— TASK TO COMPLETE —
Pick out and copy every line of the records that contains the word "branch". Case counts.
....
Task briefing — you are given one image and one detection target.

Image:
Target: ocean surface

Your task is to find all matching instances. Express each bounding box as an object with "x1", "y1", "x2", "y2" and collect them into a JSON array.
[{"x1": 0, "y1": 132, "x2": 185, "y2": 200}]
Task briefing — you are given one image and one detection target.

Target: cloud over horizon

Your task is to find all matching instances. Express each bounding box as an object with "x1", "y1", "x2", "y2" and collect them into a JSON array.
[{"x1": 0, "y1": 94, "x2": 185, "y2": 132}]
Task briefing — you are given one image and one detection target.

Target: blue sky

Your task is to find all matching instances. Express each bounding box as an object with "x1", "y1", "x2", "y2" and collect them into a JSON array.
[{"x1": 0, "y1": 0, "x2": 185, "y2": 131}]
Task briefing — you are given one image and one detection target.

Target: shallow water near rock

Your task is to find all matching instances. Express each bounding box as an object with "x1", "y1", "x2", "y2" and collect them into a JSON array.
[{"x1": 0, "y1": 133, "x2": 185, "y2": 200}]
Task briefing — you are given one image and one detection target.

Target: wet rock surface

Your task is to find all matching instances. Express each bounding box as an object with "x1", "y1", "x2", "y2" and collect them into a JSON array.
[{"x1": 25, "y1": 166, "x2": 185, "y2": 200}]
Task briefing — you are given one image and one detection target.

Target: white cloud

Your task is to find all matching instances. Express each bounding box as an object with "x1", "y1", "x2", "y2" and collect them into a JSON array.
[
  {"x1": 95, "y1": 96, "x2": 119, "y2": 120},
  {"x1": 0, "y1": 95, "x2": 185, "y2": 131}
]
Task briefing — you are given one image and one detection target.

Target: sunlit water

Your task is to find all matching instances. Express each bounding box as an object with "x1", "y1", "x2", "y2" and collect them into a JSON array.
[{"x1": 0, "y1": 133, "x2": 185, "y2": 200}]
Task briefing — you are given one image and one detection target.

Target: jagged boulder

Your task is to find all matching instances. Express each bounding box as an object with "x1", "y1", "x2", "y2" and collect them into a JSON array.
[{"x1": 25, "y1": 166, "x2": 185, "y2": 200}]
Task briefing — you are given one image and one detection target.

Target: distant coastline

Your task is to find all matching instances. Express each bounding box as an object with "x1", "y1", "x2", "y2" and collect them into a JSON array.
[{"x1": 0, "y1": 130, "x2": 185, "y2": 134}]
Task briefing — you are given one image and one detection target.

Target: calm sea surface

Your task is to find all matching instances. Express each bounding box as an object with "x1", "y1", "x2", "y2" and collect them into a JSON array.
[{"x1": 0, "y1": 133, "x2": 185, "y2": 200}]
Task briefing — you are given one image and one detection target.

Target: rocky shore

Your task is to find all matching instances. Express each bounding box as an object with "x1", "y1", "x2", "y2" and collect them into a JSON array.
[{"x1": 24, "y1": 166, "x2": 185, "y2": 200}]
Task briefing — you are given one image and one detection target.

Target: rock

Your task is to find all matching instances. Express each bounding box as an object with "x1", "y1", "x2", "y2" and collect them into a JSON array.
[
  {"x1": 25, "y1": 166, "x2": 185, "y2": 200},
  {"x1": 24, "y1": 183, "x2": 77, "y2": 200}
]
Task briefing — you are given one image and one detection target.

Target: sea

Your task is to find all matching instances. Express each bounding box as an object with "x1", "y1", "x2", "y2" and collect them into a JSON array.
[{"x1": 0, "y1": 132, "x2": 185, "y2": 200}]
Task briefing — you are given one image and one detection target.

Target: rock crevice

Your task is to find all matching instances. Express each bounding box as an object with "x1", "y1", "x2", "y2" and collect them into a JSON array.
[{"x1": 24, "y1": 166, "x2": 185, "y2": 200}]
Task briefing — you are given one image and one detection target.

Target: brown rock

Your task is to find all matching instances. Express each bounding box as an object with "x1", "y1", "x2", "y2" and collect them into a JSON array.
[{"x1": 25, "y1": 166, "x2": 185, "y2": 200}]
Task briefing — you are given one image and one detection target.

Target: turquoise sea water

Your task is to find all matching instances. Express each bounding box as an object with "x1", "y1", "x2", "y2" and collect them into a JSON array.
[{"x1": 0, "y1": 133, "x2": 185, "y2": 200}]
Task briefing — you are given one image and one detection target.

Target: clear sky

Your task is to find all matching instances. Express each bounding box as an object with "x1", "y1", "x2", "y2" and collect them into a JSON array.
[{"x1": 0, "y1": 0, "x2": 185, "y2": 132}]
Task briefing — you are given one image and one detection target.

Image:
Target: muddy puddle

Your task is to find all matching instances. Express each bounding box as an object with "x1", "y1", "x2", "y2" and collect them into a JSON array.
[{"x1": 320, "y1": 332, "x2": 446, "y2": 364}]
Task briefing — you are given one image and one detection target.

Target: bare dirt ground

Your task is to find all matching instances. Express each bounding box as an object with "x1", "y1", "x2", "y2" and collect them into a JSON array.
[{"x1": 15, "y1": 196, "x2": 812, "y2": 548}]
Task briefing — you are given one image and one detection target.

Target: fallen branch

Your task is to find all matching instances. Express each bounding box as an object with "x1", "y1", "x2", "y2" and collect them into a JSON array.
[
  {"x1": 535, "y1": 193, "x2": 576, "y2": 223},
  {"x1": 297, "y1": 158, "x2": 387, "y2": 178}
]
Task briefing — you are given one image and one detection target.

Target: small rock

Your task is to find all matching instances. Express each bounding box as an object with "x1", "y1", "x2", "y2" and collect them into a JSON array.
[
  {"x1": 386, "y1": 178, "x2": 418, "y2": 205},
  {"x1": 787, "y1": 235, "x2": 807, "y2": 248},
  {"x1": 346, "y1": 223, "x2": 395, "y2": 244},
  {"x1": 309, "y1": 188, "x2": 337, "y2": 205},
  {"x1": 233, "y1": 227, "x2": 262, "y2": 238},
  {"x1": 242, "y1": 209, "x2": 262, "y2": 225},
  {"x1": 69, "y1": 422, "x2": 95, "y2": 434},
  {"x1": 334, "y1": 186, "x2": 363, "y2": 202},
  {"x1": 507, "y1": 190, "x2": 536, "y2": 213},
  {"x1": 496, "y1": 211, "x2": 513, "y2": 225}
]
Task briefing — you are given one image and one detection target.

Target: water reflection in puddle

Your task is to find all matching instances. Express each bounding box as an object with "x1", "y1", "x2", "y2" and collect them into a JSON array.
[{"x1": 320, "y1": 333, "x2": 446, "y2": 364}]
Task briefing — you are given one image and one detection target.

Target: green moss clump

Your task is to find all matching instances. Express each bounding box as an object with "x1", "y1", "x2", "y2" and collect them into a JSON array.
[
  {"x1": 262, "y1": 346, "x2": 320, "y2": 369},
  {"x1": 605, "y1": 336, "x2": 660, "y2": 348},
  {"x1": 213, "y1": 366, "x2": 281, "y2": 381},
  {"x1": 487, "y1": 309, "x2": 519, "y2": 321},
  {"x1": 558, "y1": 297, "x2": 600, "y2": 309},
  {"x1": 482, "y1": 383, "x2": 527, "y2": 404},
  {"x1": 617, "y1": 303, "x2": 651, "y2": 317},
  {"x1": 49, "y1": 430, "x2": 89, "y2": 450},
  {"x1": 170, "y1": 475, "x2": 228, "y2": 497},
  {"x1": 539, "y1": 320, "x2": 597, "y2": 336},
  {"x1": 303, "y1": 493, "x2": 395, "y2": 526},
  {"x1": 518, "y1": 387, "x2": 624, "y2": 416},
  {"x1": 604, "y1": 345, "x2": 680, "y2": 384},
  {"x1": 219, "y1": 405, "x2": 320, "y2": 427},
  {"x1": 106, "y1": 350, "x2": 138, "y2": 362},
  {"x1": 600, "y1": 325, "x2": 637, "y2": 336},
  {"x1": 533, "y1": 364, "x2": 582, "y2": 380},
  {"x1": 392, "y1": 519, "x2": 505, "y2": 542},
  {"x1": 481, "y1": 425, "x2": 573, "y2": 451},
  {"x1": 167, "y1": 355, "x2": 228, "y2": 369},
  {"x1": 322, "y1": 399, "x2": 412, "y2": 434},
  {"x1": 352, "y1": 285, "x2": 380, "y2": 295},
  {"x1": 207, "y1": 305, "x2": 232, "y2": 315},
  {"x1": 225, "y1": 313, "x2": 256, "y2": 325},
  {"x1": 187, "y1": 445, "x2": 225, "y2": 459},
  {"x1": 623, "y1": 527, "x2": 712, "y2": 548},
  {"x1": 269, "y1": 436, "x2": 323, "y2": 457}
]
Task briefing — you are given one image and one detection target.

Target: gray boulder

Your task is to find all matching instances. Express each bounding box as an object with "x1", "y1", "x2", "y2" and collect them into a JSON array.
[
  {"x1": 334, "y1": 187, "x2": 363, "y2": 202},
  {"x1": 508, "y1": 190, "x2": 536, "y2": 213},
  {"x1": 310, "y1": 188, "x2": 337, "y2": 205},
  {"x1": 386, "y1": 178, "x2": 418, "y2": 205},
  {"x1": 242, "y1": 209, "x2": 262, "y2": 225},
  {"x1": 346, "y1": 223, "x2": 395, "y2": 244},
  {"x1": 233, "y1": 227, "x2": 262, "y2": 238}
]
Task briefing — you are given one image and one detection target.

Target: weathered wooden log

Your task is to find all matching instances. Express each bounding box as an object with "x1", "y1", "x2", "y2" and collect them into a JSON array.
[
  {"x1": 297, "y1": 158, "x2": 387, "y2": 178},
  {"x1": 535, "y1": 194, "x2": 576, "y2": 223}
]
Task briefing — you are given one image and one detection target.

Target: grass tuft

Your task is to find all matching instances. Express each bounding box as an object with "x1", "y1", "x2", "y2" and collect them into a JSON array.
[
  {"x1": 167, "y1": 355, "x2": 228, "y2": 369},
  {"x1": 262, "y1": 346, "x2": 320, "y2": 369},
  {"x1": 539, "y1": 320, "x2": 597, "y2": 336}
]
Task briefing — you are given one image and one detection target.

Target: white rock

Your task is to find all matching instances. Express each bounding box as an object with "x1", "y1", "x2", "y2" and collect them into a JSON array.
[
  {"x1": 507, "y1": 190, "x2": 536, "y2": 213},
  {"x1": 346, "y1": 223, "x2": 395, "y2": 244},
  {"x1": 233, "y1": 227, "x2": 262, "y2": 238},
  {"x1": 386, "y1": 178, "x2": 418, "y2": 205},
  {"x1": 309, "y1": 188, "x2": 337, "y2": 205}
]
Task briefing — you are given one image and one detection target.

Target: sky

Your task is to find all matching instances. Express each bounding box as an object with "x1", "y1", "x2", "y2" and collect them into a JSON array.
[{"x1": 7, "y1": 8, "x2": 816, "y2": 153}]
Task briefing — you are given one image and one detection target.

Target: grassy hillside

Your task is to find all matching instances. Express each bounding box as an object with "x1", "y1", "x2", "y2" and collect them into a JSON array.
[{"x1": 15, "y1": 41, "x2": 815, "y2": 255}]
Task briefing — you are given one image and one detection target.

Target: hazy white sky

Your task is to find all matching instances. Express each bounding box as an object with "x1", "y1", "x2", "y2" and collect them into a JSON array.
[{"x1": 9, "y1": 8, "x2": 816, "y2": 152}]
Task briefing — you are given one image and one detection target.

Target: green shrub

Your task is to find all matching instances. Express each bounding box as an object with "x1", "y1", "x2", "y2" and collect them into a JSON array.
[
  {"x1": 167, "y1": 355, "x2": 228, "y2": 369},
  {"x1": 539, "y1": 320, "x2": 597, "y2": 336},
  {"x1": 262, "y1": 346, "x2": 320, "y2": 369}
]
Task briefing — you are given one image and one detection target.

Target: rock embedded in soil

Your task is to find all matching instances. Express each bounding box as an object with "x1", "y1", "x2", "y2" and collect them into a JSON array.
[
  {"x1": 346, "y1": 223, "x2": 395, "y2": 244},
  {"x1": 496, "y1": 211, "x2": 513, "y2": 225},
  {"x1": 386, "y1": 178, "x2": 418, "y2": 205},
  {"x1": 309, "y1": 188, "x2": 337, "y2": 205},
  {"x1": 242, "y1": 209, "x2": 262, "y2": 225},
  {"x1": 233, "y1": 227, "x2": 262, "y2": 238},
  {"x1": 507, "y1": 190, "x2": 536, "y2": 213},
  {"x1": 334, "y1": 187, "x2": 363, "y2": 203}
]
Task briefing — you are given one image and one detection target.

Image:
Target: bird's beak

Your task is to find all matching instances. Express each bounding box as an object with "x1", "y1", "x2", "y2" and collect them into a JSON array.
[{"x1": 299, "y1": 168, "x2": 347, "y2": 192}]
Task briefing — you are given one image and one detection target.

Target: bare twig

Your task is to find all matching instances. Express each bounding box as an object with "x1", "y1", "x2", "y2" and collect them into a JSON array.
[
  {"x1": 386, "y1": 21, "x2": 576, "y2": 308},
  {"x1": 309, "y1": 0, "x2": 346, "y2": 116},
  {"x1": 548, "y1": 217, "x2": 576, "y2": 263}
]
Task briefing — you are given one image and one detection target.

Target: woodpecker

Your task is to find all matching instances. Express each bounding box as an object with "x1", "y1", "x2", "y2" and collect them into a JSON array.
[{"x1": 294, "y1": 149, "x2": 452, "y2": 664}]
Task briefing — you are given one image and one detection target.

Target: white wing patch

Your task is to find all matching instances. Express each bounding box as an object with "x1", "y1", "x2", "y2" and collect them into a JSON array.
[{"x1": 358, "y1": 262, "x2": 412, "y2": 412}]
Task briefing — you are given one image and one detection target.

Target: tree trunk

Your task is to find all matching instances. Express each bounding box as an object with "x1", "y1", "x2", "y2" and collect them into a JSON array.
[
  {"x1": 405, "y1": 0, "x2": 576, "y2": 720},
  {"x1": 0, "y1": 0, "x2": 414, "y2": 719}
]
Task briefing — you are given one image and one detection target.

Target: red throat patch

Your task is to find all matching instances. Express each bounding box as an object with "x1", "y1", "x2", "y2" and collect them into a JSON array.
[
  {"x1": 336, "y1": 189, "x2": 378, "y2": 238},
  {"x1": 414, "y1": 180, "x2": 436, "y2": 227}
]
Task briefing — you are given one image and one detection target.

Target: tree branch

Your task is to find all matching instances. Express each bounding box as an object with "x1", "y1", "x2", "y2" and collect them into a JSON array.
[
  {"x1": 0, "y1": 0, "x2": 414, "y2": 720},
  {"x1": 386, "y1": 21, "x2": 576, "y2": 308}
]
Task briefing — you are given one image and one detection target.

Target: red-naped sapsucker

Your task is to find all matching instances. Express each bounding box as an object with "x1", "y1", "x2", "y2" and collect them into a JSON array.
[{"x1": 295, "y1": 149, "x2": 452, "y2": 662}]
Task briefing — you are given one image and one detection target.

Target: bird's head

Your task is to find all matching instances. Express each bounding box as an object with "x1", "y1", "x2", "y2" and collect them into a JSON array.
....
— FULL SOLUTION —
Target: fallen branch
Target: tree branch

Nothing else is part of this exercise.